• _Work required_:
Images appear in the records below; leave them out and repeat everything else exactly.

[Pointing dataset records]
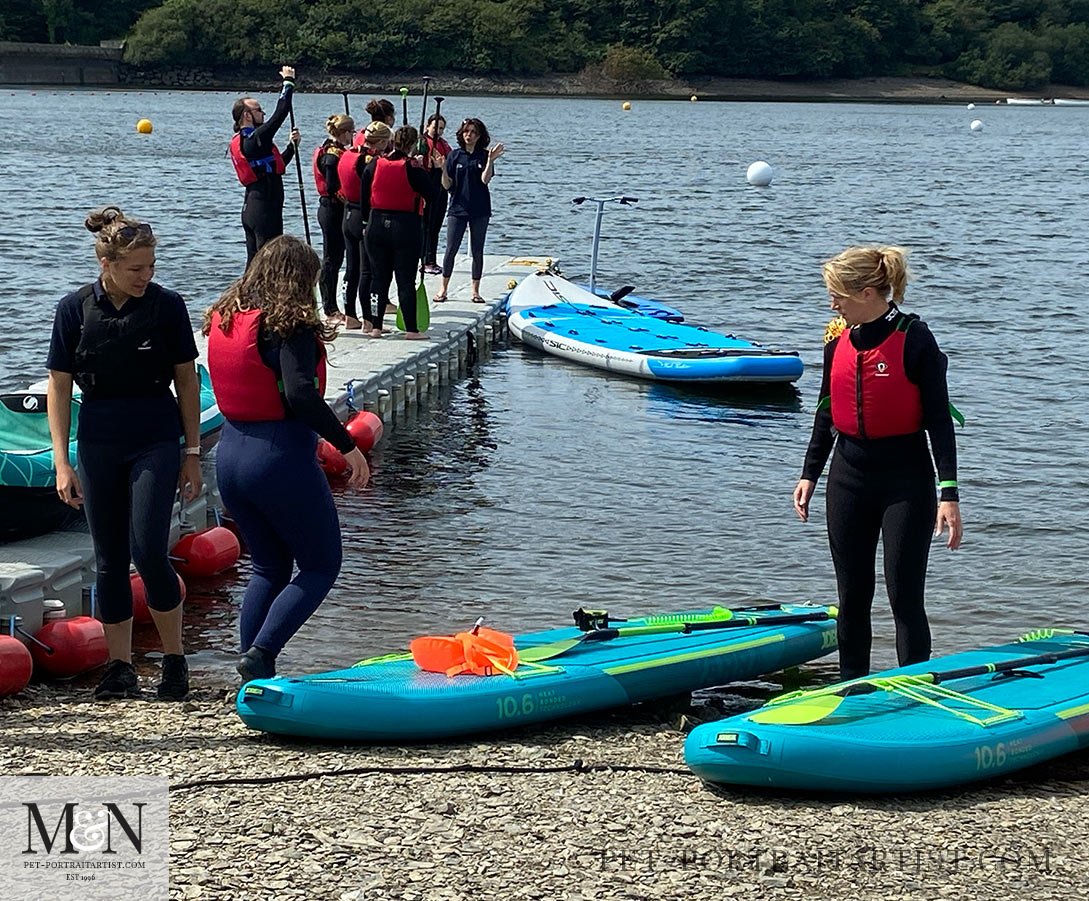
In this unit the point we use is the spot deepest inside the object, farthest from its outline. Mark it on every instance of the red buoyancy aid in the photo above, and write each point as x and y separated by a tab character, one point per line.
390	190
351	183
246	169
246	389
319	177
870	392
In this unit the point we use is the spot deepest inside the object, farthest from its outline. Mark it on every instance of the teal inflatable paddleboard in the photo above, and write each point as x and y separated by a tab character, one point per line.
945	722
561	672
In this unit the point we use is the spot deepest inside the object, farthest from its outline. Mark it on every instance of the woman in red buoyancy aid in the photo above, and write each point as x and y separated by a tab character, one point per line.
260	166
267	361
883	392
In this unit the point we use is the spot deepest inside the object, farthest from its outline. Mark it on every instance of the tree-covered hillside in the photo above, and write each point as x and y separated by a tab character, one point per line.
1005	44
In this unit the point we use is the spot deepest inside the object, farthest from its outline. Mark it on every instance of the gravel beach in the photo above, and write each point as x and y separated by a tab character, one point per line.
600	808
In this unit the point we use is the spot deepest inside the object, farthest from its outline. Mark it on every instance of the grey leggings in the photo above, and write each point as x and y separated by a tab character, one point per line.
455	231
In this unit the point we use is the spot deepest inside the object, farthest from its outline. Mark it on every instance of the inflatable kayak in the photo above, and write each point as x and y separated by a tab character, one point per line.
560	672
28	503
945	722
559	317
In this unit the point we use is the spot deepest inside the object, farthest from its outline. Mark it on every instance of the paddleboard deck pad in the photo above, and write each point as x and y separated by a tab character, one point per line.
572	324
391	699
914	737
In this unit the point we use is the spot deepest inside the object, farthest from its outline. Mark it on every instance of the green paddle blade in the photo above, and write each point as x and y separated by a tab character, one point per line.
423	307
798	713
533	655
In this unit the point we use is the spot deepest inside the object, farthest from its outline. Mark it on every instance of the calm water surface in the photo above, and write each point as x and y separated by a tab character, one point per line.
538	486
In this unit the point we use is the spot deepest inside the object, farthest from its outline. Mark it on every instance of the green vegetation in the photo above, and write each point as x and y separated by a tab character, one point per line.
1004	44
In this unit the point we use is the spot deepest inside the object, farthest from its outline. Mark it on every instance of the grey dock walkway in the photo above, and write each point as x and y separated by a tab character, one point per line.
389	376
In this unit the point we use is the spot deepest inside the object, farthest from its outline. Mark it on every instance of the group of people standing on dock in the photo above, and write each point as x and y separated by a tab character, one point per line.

• _Answer in full_:
In this unit the point we use is the spot deepest inside the object, farthest from its outline. Mark it on every instance of the red buoyancy aid in the photo above, and write each point as x and y separated by a tab character, one point per line.
390	190
351	183
246	169
246	389
319	177
870	392
In this unit the point we use is the spot deepest inside the object, farthest from its outline. Mark it on every instance of the teal inflatable paddleboard in the photo above, and write each point as x and y separated by a tab character, one point per line.
945	722
561	672
In this unit the point we use is the spot deepest inside the object, farthest from its outline. Mark it on every instance of the woman in red buoyancy aid in the photo above, and write each point as x and y separated by a tab character, one point per line.
260	166
267	361
883	392
In this unit the point we use is the spot deepest inside the object, farthest from its outline. Mark it on every instance of the tree-covered hillside in the photo above, and write each point as x and y separated by a tab character, one point per line.
1005	44
In this unit the point we use is the spot deepest inside the object, farthest from its outline. Mark it on every instance of the gravel beach in the photo above, and write each point as x and y separated by a tab character, one point per line.
600	808
In this unit the point we use is the spot deepest inside the object, farthest from its outline. Mark it on every instance of the grey leggings in the photo above, and write each point as x and y separated by a tab character, one point per line.
455	231
In this unit the point we use is the spot deepest inside the object, farthest from its outline. Mark it on every instance of the inflatable kayak in the photo above, and write each point as x and y separated by a tab character, one point per line.
560	672
28	503
945	722
559	317
In this unit the point we use is the spot deepest inside the object, farthest from its outline. Mark it on every instance of the paddleboard deck pad in the photo above, and write each point as x and y separated by a tab character, one point per line.
572	324
391	699
914	737
In this unit the point we use is the spot deepest inside the object, farthest from its outline. Mark it on every instance of the green paddle blade in the photo above, and write each point as x and y separated by a tab character, one point per line.
423	307
798	713
533	655
In this unit the point we use is the spot deepest inside the object, farthest from its outline. Mark it on every instance of the calm water surface in the photo above, and write each point as x and y separated by a tab character, one point per line.
538	486
In this unit the point we use is the spot deepest inside the object, farthest from its outline. Mark it on every instance of the green vegetation in the photo above, and write each point as x and y separated by a tab character, one point per line.
1004	44
In this unit the point we use is the spot deepest inside the object, farthest from its outline. Mark it on every instance of the grey dock walkway in the photo above, and write each point as x and y separated by a tab character, one point per line.
389	376
In this unit the point we use is the spot deepest inside the object, farthest from its outline. Mark it on every instance of the group of people standing on dock in the photo above, and write each point as x and y separated by a tab character, one point per line.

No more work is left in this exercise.